> **Request**
From the records below, pick out and copy every line that contains the word "wheel".

[Entries from a dataset]
* START *
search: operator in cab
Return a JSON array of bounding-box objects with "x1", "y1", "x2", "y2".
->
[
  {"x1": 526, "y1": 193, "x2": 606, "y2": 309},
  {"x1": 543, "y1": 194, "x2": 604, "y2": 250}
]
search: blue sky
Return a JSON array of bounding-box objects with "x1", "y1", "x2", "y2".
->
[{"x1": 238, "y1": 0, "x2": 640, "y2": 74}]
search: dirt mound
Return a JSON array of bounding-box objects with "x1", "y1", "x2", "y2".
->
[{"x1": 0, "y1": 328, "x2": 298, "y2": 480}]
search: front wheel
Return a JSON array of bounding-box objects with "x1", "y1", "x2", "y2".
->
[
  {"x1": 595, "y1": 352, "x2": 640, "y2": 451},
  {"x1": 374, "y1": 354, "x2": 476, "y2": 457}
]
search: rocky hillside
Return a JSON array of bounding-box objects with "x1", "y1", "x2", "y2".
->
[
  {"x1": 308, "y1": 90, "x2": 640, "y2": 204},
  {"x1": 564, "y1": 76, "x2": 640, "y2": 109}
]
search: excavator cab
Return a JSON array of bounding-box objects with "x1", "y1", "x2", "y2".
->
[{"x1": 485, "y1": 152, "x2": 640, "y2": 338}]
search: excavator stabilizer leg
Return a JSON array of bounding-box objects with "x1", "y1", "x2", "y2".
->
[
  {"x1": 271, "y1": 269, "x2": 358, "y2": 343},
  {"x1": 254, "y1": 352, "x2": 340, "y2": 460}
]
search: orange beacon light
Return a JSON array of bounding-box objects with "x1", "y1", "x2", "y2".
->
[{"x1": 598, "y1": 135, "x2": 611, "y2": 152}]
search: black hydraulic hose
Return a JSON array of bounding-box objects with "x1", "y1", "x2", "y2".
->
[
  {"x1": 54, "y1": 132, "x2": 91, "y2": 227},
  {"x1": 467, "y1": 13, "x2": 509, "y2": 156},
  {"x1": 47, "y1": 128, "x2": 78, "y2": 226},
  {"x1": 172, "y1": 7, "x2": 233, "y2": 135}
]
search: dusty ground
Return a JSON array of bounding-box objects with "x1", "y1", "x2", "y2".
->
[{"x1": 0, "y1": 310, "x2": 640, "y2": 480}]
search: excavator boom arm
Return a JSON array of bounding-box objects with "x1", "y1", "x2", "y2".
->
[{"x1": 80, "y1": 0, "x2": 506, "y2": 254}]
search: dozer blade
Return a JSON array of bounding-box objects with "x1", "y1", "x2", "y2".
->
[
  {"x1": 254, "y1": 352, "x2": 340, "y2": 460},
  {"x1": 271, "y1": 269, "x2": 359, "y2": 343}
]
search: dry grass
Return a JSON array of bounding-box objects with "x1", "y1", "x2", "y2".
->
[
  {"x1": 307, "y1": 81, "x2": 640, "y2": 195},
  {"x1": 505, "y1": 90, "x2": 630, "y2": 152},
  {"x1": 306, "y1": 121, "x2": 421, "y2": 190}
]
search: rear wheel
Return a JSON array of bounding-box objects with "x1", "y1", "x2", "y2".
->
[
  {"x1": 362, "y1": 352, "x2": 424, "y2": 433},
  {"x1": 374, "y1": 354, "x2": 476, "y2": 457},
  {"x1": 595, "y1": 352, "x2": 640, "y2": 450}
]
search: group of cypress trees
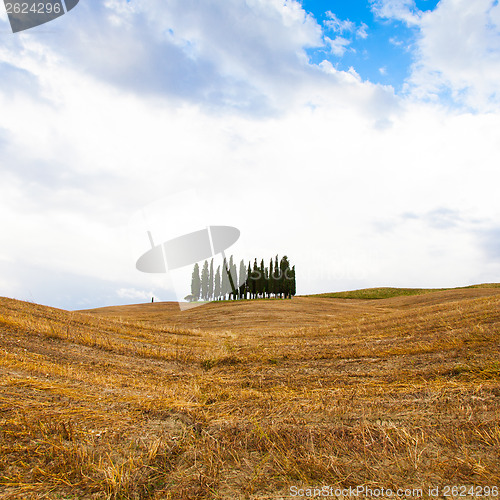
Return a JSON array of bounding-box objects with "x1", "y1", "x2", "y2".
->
[{"x1": 185, "y1": 255, "x2": 296, "y2": 302}]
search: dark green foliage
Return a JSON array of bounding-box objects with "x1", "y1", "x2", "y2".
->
[
  {"x1": 189, "y1": 255, "x2": 296, "y2": 300},
  {"x1": 201, "y1": 261, "x2": 209, "y2": 300},
  {"x1": 191, "y1": 263, "x2": 201, "y2": 300}
]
* END *
> **Exercise answer**
search: front wheel
search: rear wheel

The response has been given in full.